Página:

--------------------------------------------------

Quando pegamos um livro como o do professor Ladislau Dowbor, A era do capital improdutivo (3), temos o perfeito antídoto à narrativa policialesca de Jessé de Souza.  Nesse livro, o que interessa é o campo de jogo. Como o capital financeiro se fez presente? E então, por sua obra, como ele fez pessoas simplórias, que pronunciam “conje” ao invés de “cônjuge”, chegarem a ter poder? Os que aparentemente mentem, de fato não mentem não porque são virtuosos, mas simplesmente porque são simplórios e acreditam no que fazem. Ou acreditam no que fazem porque estudaram e encontraram na narrativa autojustificadora do capital um aspecto racional. Então eles, os poderosos, falam coisas que acolhem muito da verdade. A corrupção denunciada pela Lava Jato existiu. Essas pessoas simplórias que ganharam o poder e o prestígio e começaram a falar grosso, durante um tempo, assim puderam agir porque falam a voz do capital. Jogam o jogo traçado pelo campo posto pelo capital. Não destoam dos interesses do dinheiro-que-gera-dinheiro-sem-que-ocorra-produção, que é o mundo da felicidade da Bolsa de Valores.

--------------------------------------------------

Registros:

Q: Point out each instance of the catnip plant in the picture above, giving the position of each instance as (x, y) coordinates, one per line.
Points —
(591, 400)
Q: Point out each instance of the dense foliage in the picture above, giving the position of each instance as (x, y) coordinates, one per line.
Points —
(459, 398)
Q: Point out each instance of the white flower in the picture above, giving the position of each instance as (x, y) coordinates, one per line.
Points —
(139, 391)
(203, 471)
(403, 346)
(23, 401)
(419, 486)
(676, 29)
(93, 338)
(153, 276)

--------------------------------------------------

Tarefa proposta:
Prossiga o texto sobre o capital financeiro e o livro de Ladislau Dowbor, começando logo após a sua última frase.

Resposta à tarefa:
Se olhamos assim a história, pela via de Marx, então podemos tratar nossos adversários políticos com seriedade. Entendemos a visão deles. Passamos a respeitá-los diante do que acreditam, e nos qualificamos para a discussão com eles, invocando o direito de fornecer nossa narrativa, por exemplo, para as mudanças das leis trabalhistas e a reforma da previdência. Não fazendo isso, não poderemos sentar à mesa para negociar e propor alternativas, pois, afinal, não teríamos o que falar para bandidos que sabem que estamos certos, mas teimam em advogar suas saídas para a crise mesmo não acreditando nelas.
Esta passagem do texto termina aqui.